● STATED TASK: Recast the records below as a Markdown table with the columns Entry and Line, giving each nonblank line its own numbered row. Omit the pictures from the table.

● DATA FOR THE TASK:

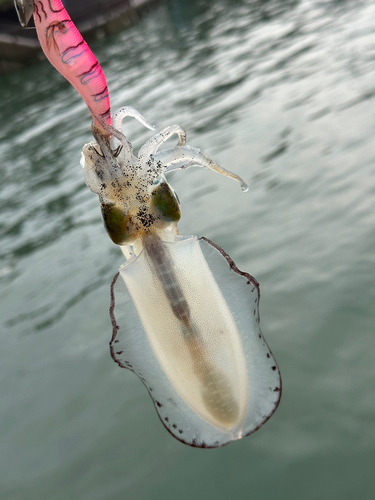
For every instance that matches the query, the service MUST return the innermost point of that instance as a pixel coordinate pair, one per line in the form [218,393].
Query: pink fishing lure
[68,52]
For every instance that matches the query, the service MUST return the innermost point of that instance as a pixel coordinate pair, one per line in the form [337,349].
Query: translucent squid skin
[183,320]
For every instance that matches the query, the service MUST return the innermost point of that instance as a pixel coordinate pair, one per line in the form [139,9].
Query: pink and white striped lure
[185,319]
[68,52]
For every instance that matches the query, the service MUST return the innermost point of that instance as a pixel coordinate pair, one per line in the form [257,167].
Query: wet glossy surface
[282,93]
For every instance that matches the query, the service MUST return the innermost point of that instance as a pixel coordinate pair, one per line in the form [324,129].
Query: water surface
[281,92]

● FINISHED TASK:
| Entry | Line |
|---|---|
| 1 | For every instance that matches the query, the service MUST return the innermost point of that instance as a pixel coordinate pair, one per line in the form [218,393]. |
| 2 | Query: pink fishing lure |
| 3 | [68,52] |
| 4 | For every instance that matches the query, the service MUST return the innermost point of that instance as a pixel coordinate pair, one per line in the form [337,349]. |
| 5 | Query: translucent squid skin |
| 6 | [183,320] |
| 7 | For every instance that matches the query, the service MUST return the innermost point of that instance as a pixel coordinate pair, one per line in the form [139,9]. |
| 8 | Query: pink and white striped lure |
| 9 | [185,319] |
| 10 | [68,52] |
| 11 | For every instance that matches the query, the service MUST return the innermost point of that instance as a pixel coordinate pair, one per line in the form [257,167]. |
| 12 | Query: wet glossy surface |
| 13 | [282,93] |
| 14 | For every instance that matches the query, the service MUST return the innermost point of that instance as a pixel coordinate pair, one per line in the form [324,129]. |
| 15 | Query: water surface |
| 16 | [281,92] |